TASK TO COMPLETE -> Each record must be reproduced exactly as it is shown.

RECORDS FOR THE EXERCISE ->
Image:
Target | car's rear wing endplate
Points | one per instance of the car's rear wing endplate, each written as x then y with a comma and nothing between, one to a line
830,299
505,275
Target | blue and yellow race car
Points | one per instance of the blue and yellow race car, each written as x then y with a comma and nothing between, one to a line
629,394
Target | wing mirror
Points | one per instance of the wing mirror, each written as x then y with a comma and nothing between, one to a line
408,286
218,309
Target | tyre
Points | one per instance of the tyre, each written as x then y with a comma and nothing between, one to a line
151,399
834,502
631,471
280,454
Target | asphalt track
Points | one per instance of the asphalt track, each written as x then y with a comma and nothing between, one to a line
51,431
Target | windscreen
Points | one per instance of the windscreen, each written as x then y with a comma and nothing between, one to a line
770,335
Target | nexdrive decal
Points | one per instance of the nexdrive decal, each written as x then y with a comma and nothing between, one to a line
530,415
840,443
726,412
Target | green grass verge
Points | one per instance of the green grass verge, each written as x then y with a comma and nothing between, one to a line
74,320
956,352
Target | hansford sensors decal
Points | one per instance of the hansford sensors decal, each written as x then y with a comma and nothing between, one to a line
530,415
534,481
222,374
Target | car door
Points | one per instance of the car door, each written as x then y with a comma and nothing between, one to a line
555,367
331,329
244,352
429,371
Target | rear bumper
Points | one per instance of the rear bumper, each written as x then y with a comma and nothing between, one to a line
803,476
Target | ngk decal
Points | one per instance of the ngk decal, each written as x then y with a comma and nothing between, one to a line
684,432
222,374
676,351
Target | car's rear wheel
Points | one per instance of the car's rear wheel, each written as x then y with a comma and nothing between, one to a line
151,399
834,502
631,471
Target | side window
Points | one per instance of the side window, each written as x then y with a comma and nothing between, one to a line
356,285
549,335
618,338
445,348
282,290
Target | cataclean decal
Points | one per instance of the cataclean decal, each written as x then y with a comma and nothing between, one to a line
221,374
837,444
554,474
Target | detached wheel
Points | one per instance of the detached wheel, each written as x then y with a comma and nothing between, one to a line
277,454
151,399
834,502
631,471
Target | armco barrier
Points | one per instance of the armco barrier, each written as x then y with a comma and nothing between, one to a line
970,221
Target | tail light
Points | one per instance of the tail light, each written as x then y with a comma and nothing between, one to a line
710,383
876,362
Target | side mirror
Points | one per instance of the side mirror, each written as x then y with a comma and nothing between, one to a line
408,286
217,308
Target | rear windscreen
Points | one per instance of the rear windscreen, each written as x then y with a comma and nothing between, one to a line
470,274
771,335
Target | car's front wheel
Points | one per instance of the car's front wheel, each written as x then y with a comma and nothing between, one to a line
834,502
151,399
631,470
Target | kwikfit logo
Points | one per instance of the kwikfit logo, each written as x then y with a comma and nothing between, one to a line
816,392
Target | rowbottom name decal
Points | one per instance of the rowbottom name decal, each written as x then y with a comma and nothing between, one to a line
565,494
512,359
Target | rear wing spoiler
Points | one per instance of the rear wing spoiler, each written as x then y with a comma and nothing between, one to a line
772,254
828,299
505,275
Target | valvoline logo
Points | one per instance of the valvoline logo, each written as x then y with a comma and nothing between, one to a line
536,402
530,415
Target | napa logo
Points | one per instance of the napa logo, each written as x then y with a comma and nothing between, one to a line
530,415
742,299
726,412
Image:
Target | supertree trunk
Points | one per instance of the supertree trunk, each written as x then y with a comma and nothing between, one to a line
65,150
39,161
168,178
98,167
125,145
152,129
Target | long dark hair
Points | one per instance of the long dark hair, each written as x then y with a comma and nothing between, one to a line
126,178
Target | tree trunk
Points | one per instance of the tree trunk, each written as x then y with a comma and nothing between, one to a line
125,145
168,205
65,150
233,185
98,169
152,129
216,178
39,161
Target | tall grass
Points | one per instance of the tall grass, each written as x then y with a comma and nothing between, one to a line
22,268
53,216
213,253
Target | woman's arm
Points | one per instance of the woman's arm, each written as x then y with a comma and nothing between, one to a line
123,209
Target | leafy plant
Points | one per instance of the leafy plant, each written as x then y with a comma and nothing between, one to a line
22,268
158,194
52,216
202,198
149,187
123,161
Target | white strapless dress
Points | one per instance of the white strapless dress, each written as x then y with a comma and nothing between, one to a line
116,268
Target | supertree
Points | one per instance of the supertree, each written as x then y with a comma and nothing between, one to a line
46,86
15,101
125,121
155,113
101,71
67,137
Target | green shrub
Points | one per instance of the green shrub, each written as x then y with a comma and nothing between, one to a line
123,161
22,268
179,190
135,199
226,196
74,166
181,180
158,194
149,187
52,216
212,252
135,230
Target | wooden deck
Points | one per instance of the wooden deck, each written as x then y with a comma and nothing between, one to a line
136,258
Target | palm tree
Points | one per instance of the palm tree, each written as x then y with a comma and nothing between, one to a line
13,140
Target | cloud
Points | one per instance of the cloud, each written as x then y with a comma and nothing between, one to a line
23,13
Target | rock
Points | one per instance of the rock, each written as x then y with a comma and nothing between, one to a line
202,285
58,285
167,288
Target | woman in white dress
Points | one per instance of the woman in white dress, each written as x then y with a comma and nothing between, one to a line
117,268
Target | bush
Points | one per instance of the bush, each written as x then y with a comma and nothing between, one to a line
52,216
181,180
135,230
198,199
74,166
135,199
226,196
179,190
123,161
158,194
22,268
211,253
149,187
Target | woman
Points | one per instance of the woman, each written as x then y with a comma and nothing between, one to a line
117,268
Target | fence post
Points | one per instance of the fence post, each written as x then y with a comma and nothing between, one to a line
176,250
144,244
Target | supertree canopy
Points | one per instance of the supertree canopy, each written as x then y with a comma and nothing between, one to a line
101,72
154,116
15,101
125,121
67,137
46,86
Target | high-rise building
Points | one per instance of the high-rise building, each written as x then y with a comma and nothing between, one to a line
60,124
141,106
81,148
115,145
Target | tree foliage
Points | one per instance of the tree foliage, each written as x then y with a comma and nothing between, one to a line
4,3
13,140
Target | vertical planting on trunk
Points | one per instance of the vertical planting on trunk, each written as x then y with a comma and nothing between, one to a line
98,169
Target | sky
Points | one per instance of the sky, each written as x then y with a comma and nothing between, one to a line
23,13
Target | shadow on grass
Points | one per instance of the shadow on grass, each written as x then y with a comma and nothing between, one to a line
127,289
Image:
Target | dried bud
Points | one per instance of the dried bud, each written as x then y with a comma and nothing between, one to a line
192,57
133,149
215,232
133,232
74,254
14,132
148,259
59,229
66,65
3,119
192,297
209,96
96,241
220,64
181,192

SOLUTION ->
Image:
Target | car's rear wing endplate
Points | one per instance of the car's rear wing endplate, each written as x then y with a comma and nothing between, one to a line
830,299
505,275
Target | blue and yellow race car
Points | one per instance of the blue and yellow race car, each written as x then y with a comma and nothing between, one to a line
629,394
Target | wing mirror
Points | one per instance of the wing mirror, each written as x then y with a comma and nothing between, one to a line
408,286
218,309
Target | tyre
Points | one per instance of the tyre, each written as x then y with a comma and nothing between, one to a line
151,399
834,502
631,471
280,454
Target | asphalt track
Points | one per instance of the asphalt track, each written as x then y with a comma and nothing between, one to a line
51,431
Target | windscreen
Points | one per instance of the windscreen, each written as x then y with a comma and nothing between, one to a line
770,335
Target | nexdrive decal
Points | one per instance of the nexdrive decal, each written as x then y with a comma and nothing between, one to a line
530,415
840,443
726,412
Target | green grass verge
Points | one per instance of the green grass verge, each written as x then y with a comma and nothing between, one to a line
74,320
956,352
Target | hansford sensors decal
Points | one per instance of the hansford sensors decal, each written as x then y with a comma and nothing between, one to a line
530,415
534,481
222,374
Target | car door
Points | one per instance of the car door, each written as x then y with a comma and nothing between, one to a line
555,367
331,329
244,352
429,371
Target | rear bumper
Points | one per instance of the rear bumper, each written as x then y with a comma and nothing between, one to a line
803,476
Target | ngk decal
Points | one per instance of the ngk decal, each written as x then y with a comma and nothing between, one to a line
684,432
222,374
676,351
Target | car's rear wheel
Points | one per instance of the car's rear wheel, each written as x then y with a comma and nothing between, one to a line
151,399
834,502
631,471
Target | side window
Points | one per instance of the side window, each written as x then y with a comma and nothing between, one to a line
356,285
549,335
618,338
445,348
282,290
Target | cataclean decal
Points | one per instance of the cataclean decal, each written as x then y with a comma and nothing between, one to a line
221,374
837,444
554,474
Target | detached wheel
Points | one per instance of the detached wheel, each written as x then y with a comma and nothing between, one to a line
277,454
151,399
834,502
631,471
Target | armco barrier
Points | one per instance of the armco barrier, each written as x then y with a comma and nothing between, one to a line
970,221
Target | tail light
Points | one per instance of the tail light, each written as x then y with a comma and nothing between, one to a line
710,383
876,362
Target | side mirror
Points | one per instance of the side mirror, each written as x then y with a comma and nothing between, one to a line
408,286
217,308
Target | rear windscreen
Points | one per instance of the rear windscreen, each written as x then y with a comma and nothing between, one to a line
470,274
771,335
Target | car's front wheel
Points | one per instance of the car's front wheel, each written as x then y with a comma and nothing between, one to a line
834,502
151,399
631,470
Target | kwikfit logo
Points | one per instance of the kwikfit logo, each written as x then y with a comma and nothing between, one to a line
816,392
Target | rowbottom name decal
Points | one per instance of the rowbottom name decal, each written as x then y with a comma and nothing between, one to a line
565,494
512,359
Target | rear wing spoiler
Points | one per instance of the rear wing spoiler, each written as x then y with a comma and nothing between, one to a line
772,254
828,299
505,275
Target | valvoline logo
Points | one per instance of the valvoline logo, each written as x then y with a comma and nothing between, one to a line
536,402
530,415
Target | napa logo
Points | one per instance of the napa logo, each written as x then y with a comma and nothing between, one to a line
530,415
742,299
726,412
Image:
Target | supertree trunk
Points | one per instance of the supertree trunk, each written as x then y with a comma and nothing between, one to a line
65,150
39,161
168,178
98,167
125,145
152,129
Target | long dark hair
Points | one per instance of the long dark hair, each written as x then y with a comma and nothing between, one to a line
126,178
Target | tree trunk
Points | one per instance of the tree trunk, each written as x then y with a comma and nothing between, one to a line
125,145
168,205
65,150
233,185
98,169
152,129
216,178
39,161
Target | tall grass
Points | one per instance of the tall grass, each written as x then y with a comma and nothing between, one to a line
22,268
53,216
213,253
Target | woman's arm
Points | one per instance of the woman's arm, each written as x then y with a comma and nothing between, one to a line
123,209
Target | leafy plant
Points | one per instance of the leafy plant, each written as x then y with a comma and nothing between, one to a line
22,268
158,194
52,216
202,198
149,187
123,161
Target | white strapless dress
Points | one per instance of the white strapless dress, each written as x then y with a comma and nothing between, one to a line
116,268
Target | supertree
Points | one per instance of the supertree, each written as x then y with a comma and nothing between, one to a line
46,86
15,101
125,121
155,113
101,71
67,137
Target | green shrub
Points | one per instance of the green shrub, each written as x then y with a comma and nothing between, one to a line
123,161
22,268
179,190
135,199
226,196
74,166
181,180
158,194
149,187
52,216
212,252
135,230
Target | wooden deck
Points | one per instance of the wooden deck, each written as x then y with a comma and nothing between, one to a line
136,258
Target | palm tree
Points | one per instance of the palm tree, each written as x then y with a comma and nothing between, one to a line
13,140
Target | cloud
Points | one per instance of the cloud, each written as x then y with a comma and nothing between, one to a line
23,13
Target | rock
Points | one per instance of the rock, each written as x then y with a comma and nothing between, one to a line
202,285
58,285
167,288
Target | woman in white dress
Points | one per instance of the woman in white dress, each written as x then y with a comma and nothing between, one to a line
117,268
Target | bush
Points | one per instance of the bush, each written as x then y with a comma and nothing between, one to a line
52,216
181,180
135,230
198,199
74,166
135,199
226,196
179,190
123,161
158,194
22,268
211,253
149,187
Target | woman
Points | one per instance of the woman, each written as x then y with a comma and nothing between, one to a line
117,268
Target | fence post
Points | one per instance of the fence post, each written as x then y with a comma and nothing between, one to a line
176,250
144,244
Target | supertree canopy
Points | one per instance of the supertree canopy, each written as x then y with a comma and nothing between, one to a line
101,72
154,116
15,101
125,121
67,137
46,86
Target | high-rise building
Points | one per instance of the high-rise building, each written as x then y with a comma and nothing between, one to a line
60,124
141,106
81,148
115,145
Target | tree foliage
Points | one per instance of the tree foliage, each written as x then y with a comma and nothing between, one to a line
4,3
13,140
Target | vertical planting on trunk
Points | one per instance of the vertical planting on trunk, each written as x then y with a comma and nothing between, one to a line
98,169
Target | sky
Points | one per instance of the sky, each written as x then y with a comma and nothing between, one to a line
23,13
Target | shadow on grass
Points | one per instance of the shadow on grass, each written as x then y with a comma and nothing between, one to a line
127,289
Image:
Target | dried bud
Points | one per instance of the dried bud, each written as x then y with a comma and nothing between, one to a line
192,57
133,149
215,232
133,232
74,254
14,132
148,259
59,229
66,65
3,119
192,297
209,96
96,241
220,64
181,192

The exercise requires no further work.